[Point-per-instance localization data]
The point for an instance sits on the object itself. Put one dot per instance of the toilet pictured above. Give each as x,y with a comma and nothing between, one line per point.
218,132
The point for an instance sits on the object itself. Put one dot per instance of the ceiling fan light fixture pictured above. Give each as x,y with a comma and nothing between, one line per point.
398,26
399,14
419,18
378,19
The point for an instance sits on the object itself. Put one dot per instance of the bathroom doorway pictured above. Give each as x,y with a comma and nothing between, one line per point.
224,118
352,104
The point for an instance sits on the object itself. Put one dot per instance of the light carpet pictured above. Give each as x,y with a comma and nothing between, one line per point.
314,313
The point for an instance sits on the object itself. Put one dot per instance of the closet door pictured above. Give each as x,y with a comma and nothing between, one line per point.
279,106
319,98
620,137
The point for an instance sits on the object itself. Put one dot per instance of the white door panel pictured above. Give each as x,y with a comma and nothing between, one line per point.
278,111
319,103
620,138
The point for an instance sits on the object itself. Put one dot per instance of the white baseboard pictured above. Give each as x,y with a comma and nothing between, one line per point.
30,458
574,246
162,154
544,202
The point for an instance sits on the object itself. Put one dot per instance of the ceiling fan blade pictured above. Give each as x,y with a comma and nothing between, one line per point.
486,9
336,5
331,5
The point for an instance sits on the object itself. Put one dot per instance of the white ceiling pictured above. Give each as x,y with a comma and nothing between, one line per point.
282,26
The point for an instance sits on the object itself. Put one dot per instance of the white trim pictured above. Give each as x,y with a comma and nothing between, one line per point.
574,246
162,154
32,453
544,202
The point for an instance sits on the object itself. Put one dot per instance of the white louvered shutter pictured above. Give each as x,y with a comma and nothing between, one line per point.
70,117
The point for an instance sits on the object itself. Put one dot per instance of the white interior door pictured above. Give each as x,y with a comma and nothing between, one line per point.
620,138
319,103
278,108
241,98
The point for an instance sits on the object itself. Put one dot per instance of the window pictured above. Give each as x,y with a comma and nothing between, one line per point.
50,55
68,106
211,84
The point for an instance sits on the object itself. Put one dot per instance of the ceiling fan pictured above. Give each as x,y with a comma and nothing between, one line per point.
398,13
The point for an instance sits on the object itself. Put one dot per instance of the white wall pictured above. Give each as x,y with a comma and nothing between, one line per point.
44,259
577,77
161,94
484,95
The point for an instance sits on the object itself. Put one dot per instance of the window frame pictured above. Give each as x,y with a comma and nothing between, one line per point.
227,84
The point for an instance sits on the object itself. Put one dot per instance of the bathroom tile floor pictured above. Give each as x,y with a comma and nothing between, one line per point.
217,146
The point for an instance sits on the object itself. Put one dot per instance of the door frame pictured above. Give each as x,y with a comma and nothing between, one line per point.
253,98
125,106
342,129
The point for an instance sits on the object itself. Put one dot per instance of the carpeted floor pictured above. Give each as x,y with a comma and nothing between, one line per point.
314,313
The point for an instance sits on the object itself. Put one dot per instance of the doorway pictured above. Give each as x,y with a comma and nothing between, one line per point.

• **Task goal**
Type out the whole of the data again, exactly as shown.

• **Response**
The point for an instance sits on the object itself. Put one dot per instance of the toilet pictured above. Give each as x,y with a comma and nothing between, one line per point.
218,132
The point for an instance sits on the object itself. Put one dot per instance of the ceiling fan light fixture pictured above. Give each as x,y with a comma and nothing between, one line per point.
398,26
399,14
419,18
378,19
The point for an instance sits on the object itself. Put one dot per instance of the bathroom doorway pictured above. Give each as x,y with a comma and nothing between, one line per point.
224,118
352,104
The point for an instance sits on the object itself. Put one dot per instance of the light carpet pictured above. Give each as x,y with a comma and nothing between, one line per point.
314,313
The point for an instance sits on the object itself. Put one dot per instance of the closet door pictured above. Give each as x,y with a comma and nothing between, one line per point.
279,106
319,98
620,137
The point for an instance sits on the object itself. Put one dot per instance of the white door panel pictured above. Give each as x,y with a comma and nothing between, one line per point.
278,111
319,103
620,138
The point for an instance sits on the object itself. Put one dot per instance of the white baseboard pictured above. Give each as x,y with a comma and nothing between, one line per point.
30,458
574,246
162,154
544,202
The point for an instance sits on the object itself. Put one dot per instance of the ceiling fan blade pictured above. Give each as x,y with a comma and nothing between, one line per point.
486,9
336,5
331,5
The point for an instance sits on the object itself. Put one dot per instance of the white ceiling pictured above. Give each as x,y with a comma and nothing between, one line per point.
282,26
The point for an instance sits on the object itself. Put one dot per instance of the white trim pictured above. Give each as x,y with a comma and nothing between, one line per point.
574,246
162,154
32,453
544,202
The point for an instance sits on the object itself. Put one dot per instance of the white louvered shutter pictured above. Give each as x,y with a comma and nothing between, one line per point.
70,117
The point for an instance sits on the object itself. Put one dot per instance of the white interior door pictured above. Give each as x,y with a comma and nothing between, one line per point.
620,138
319,103
278,108
241,98
The point for an instance sits on the object itself. Put one dot per instance of the window pictured above. Give each as x,y with a comma and nothing between, one line per point.
50,55
68,106
211,84
The point for an instance sits on the object itself. Put one dot per instance of the ceiling fan pictured above. Give each as x,y with a comma and nothing between, one line per point.
398,13
The point for an instance sits on the object itself. Put one dot per instance of the white wall pictured above. Give each as x,y with a comma and nothing between, one line per point.
44,259
577,77
161,94
484,95
The point for an instance sits on the object itself. Put one dot per instance of the window frame pictured above. Give each as x,y with a comma and nothing between, one line per point.
227,84
The point for an instance sits on the object itself. Put one dot per instance of the bathroom tile floor pictured above. Give each as x,y with a comma and nothing between, one line per point.
217,146
The point for an instance sits on the object itself. Put one dot per instance of the door frame pictured above. Give each as x,y with a comma and nothing between, one line per point.
253,98
125,106
342,129
The point for an instance sits on the object itself. Put one dot per instance of the carpeted floor pictured above. Give each as x,y with a comma and nothing between, one line per point.
314,313
The point for an instance sits on the object itself. Put one dot per instance of the doorway pictured above. Give each as x,y with a comma and nothing between, one line per point.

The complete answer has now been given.